TASK ITEM A: From the article on PTSD in motherhood, repeat word for word the passage that opens with the words containing "PTSD in Motherhood: the" and closes with "PTSD in motherhood.".
TASK ITEM B: In the article on PTSD in motherhood, how old was the writer's son when he refused to nurse?

DOCUMENT EXCERPT:

"""

PTSD in Motherhood: the Signs, the Symptoms, and the Hope


Can events in motherhood cause Post Traumatic Stress or even Post Traumatic Stress Disorder?  It seems extreme, right?  I mean Post Traumatic Stress is what soldiers face on the battlefield.  I’d hate to bring disrespect to the trauma of war by holding up my hand over here in my own little combat zone.  But it is real, and many mothers who have PTSD do go undiagnosed because they don’t know what they are experiencing. So this little article is my attempt to get the word out about PTSD in motherhood. 

I faced my own trauma three years ago when my three-week-old son refused to nurse.  What followed was an eight-hour emergency room scene that ended with my husband and I kissing his tiny forehead and saying goodbye  Equally traumatizing were the days and weeks that followed.  Telling our children, removing the dead tree from our front yard that was haunting us, buying burial clothes and a tiny coffin, and planning the funeral and burial were all part of the nightmare from which I could not wake up.  All this, and I had to continue healing from birth and drying up as a nursing mom.  Brutal.  It was brutal.  As I walked through the trauma, I was met with help and resources,  lots of love from family and friends, meals, cards and gifts, and an introduction to organizations for support. Three years later, I’m still healing but beginning to be able to climb up and stand upon the trauma.  If you are not a traumatized mother, then you probably know one.  In a broken world, it is all around us.

"""

MATERIAL SHOWN:
"""

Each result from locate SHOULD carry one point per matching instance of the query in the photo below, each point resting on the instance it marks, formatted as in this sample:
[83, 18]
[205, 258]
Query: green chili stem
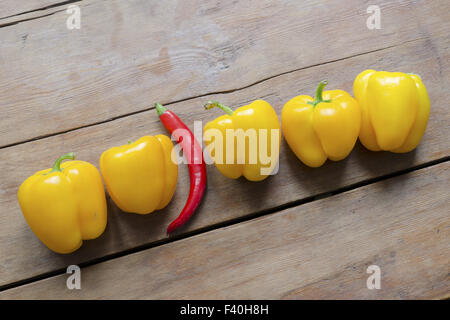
[212, 104]
[57, 164]
[319, 91]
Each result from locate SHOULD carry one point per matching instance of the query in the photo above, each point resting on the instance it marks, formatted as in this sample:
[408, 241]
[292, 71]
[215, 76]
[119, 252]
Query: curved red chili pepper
[196, 164]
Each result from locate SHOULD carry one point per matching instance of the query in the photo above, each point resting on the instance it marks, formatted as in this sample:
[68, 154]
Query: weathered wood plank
[319, 250]
[13, 7]
[22, 255]
[129, 53]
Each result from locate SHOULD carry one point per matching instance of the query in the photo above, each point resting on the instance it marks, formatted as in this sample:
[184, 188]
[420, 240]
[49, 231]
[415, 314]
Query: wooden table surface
[303, 233]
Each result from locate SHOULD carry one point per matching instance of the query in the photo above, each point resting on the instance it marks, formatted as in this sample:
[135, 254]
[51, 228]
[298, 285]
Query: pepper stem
[160, 109]
[319, 91]
[212, 104]
[57, 164]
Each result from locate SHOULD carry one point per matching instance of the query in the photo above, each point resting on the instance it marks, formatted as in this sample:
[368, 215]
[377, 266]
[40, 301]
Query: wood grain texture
[128, 54]
[10, 8]
[320, 250]
[23, 256]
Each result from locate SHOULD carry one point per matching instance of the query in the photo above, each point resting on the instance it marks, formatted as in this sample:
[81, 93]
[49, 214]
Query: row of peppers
[66, 204]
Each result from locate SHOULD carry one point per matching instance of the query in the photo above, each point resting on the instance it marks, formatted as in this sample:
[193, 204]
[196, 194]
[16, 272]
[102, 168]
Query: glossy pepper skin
[64, 205]
[140, 176]
[321, 128]
[257, 115]
[395, 109]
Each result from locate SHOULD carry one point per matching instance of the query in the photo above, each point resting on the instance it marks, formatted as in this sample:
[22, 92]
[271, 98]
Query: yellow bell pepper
[253, 145]
[322, 128]
[140, 177]
[64, 205]
[395, 110]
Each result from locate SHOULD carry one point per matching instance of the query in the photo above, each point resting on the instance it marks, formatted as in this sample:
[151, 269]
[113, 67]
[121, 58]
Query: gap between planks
[227, 223]
[320, 283]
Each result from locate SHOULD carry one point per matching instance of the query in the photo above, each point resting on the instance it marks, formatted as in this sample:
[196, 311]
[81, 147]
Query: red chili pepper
[196, 164]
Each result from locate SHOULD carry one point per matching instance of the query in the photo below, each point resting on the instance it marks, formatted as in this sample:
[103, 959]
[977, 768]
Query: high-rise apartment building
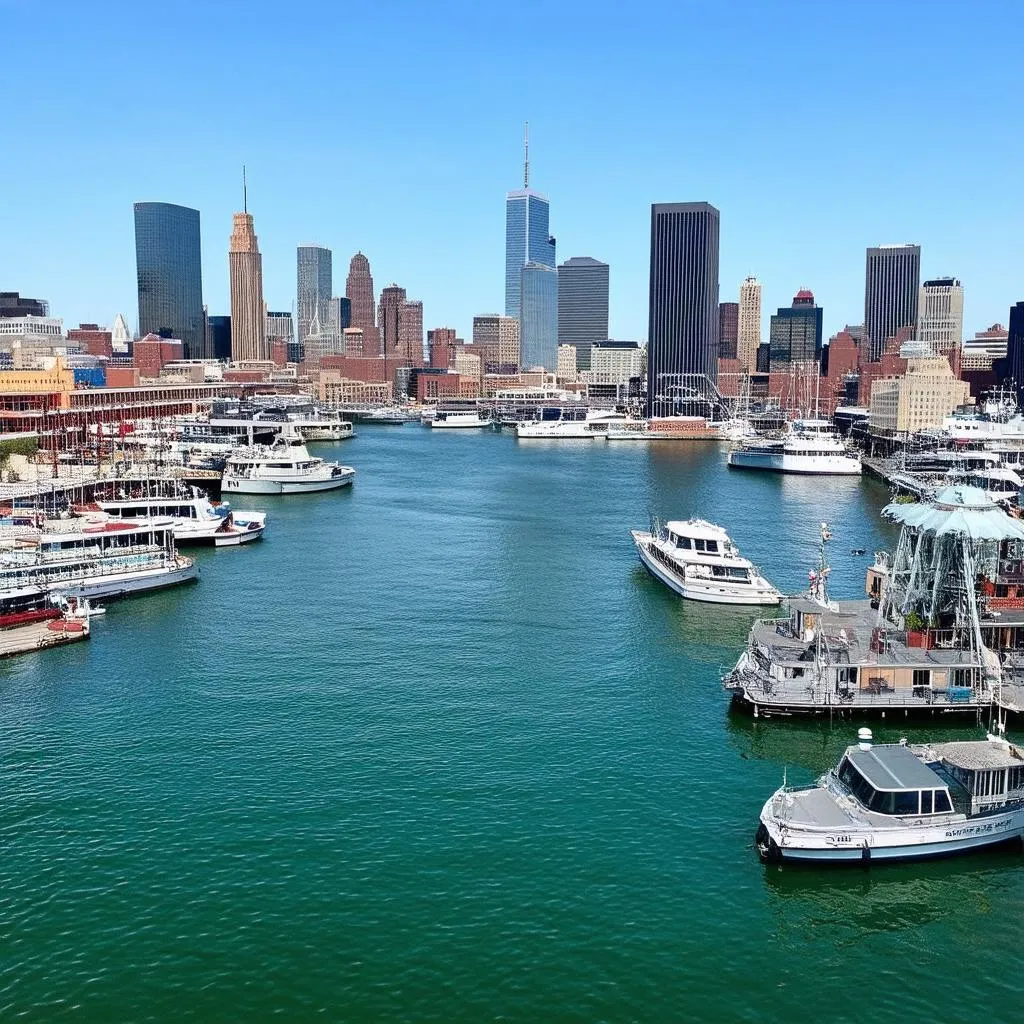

"""

EXPECTED OUTPUT A:
PTSD in Motherhood: the Signs, the Symptoms, and the Hope


Can events in motherhood cause Post Traumatic Stress or even Post Traumatic Stress Disorder?  It seems extreme, right?  I mean Post Traumatic Stress is what soldiers face on the battlefield.  I’d hate to bring disrespect to the trauma of war by holding up my hand over here in my own little combat zone.  But it is real, and many mothers who have PTSD do go undiagnosed because they don’t know what they are experiencing. So this little article is my attempt to get the word out about PTSD in motherhood.

EXPECTED OUTPUT B: He was three weeks old.